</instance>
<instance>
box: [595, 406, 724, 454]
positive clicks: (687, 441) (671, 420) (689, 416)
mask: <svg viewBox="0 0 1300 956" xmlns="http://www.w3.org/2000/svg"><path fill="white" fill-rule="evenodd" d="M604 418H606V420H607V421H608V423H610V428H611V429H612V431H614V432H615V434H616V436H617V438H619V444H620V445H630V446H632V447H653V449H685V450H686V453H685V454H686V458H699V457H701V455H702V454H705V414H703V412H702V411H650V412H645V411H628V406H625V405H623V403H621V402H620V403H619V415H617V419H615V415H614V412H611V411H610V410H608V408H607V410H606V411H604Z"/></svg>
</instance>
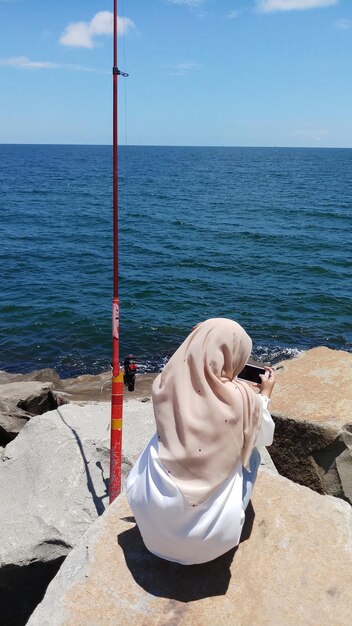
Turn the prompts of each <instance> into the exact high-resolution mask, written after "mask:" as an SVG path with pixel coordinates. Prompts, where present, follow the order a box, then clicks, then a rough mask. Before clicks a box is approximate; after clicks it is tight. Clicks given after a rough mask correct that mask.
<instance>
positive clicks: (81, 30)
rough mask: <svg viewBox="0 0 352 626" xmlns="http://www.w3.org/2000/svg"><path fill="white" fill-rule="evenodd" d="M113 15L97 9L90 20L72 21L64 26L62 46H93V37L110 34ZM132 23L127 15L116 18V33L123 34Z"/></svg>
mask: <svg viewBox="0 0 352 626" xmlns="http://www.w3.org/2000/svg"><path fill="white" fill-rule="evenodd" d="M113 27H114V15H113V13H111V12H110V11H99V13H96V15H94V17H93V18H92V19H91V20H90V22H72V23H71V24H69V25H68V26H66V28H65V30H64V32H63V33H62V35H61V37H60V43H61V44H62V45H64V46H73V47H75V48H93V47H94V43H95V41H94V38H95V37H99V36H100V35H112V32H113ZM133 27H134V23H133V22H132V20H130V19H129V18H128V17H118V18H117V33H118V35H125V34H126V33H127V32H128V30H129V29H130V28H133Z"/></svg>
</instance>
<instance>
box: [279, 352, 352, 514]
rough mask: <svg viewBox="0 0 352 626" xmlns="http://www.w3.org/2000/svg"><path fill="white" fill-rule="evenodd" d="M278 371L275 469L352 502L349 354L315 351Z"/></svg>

...

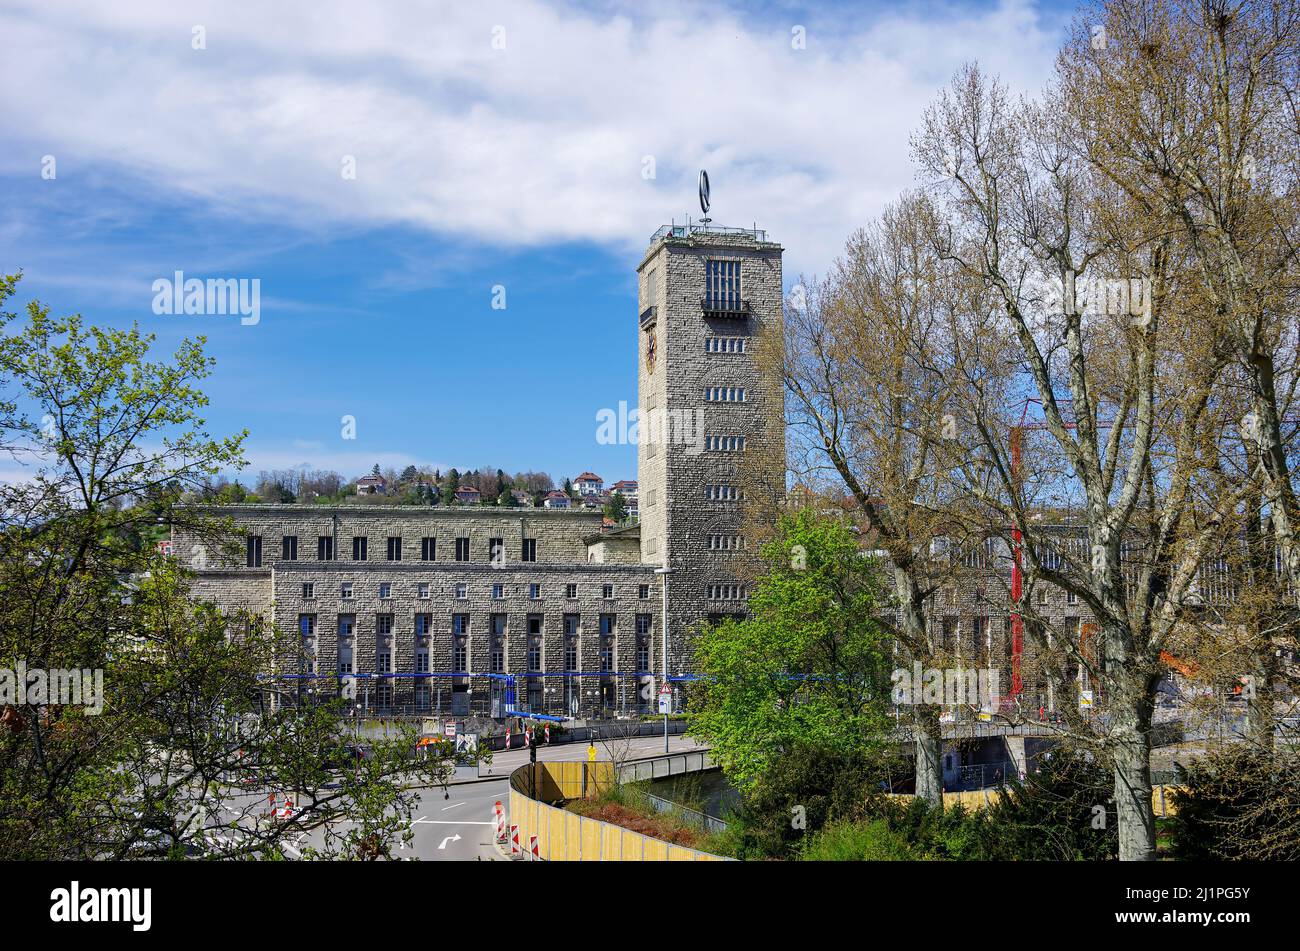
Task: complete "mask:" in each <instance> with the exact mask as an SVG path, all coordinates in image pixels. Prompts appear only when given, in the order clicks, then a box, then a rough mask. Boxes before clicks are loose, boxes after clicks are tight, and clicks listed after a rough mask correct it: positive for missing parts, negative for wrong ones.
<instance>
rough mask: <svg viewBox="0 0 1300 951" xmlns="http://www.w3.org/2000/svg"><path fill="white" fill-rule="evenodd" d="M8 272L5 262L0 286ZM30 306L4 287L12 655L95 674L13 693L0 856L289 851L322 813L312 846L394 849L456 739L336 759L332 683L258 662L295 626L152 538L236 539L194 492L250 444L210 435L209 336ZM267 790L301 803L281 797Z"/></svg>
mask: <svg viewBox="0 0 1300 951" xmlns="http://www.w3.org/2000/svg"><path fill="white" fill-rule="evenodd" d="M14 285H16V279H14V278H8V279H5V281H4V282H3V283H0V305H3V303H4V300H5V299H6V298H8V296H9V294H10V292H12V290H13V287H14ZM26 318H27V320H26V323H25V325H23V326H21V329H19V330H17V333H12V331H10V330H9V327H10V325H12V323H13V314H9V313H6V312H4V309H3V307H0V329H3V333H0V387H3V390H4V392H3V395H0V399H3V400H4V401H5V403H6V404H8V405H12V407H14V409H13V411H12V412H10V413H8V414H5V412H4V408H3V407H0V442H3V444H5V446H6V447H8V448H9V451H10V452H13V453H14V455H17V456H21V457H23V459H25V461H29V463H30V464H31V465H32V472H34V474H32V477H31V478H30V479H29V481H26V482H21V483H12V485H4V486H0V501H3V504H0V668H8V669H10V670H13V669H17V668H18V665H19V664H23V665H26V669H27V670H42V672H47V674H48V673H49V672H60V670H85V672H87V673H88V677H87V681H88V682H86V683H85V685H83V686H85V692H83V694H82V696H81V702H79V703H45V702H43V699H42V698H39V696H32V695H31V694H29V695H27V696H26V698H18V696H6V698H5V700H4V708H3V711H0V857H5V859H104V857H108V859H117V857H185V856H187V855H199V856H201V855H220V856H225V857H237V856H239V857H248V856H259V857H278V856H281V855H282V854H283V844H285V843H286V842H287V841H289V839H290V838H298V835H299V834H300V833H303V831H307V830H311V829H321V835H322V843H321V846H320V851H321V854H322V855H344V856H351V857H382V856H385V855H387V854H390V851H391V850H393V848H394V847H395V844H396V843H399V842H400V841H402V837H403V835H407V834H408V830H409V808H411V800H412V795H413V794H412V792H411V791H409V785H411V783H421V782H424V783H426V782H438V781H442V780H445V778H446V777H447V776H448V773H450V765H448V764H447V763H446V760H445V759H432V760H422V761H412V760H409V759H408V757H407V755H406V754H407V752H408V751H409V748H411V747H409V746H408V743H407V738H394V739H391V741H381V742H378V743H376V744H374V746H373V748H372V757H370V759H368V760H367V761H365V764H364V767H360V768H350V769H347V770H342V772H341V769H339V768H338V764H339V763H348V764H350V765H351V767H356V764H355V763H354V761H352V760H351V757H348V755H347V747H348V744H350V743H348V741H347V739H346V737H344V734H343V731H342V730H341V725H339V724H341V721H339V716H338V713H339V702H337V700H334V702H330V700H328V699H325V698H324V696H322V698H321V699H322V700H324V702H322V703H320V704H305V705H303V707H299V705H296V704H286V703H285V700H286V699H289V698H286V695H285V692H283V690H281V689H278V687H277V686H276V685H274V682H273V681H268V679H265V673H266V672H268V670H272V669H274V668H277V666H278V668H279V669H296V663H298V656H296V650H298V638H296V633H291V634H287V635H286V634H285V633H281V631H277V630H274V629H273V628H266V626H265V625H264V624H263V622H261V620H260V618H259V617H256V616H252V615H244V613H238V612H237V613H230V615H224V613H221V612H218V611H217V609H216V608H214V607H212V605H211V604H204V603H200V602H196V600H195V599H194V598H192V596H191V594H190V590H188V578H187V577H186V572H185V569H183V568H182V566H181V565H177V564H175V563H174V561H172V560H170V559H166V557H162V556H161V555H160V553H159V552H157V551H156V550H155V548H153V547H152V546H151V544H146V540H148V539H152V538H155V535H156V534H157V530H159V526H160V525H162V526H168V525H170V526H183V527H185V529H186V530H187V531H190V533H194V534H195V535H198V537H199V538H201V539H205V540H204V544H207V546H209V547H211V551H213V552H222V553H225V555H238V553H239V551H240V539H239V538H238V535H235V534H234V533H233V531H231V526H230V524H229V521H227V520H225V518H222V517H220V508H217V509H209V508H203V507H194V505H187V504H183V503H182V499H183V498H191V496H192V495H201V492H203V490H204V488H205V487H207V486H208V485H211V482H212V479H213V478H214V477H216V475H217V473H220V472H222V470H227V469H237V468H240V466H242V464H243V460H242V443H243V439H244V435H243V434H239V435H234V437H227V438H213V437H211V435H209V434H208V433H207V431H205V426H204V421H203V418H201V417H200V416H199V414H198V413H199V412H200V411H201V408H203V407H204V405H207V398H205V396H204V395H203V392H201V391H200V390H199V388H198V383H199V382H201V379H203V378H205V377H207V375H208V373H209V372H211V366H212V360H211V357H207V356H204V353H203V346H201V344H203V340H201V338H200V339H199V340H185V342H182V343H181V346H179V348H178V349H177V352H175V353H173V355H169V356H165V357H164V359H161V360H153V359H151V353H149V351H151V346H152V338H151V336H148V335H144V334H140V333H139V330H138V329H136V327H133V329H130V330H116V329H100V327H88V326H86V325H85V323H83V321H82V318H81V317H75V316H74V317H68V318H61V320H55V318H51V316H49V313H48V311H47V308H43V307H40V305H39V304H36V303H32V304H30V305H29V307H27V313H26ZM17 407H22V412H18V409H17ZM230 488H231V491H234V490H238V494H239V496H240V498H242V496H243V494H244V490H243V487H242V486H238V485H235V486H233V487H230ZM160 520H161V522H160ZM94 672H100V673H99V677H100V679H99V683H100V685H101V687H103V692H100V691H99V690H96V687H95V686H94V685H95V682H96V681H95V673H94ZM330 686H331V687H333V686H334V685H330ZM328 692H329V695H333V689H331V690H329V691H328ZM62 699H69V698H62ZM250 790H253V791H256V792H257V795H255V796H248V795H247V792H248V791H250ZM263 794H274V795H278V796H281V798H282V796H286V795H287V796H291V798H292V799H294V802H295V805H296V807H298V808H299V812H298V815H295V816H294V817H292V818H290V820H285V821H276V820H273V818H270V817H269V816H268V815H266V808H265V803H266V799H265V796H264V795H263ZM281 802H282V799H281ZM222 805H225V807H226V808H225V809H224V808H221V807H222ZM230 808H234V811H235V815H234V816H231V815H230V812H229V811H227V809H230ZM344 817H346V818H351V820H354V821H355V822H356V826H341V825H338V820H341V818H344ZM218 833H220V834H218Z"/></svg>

## WHAT TO DO
Please tally the lines in the data above containing the string "then", and give the number alone.

## ANSWER SECTION
2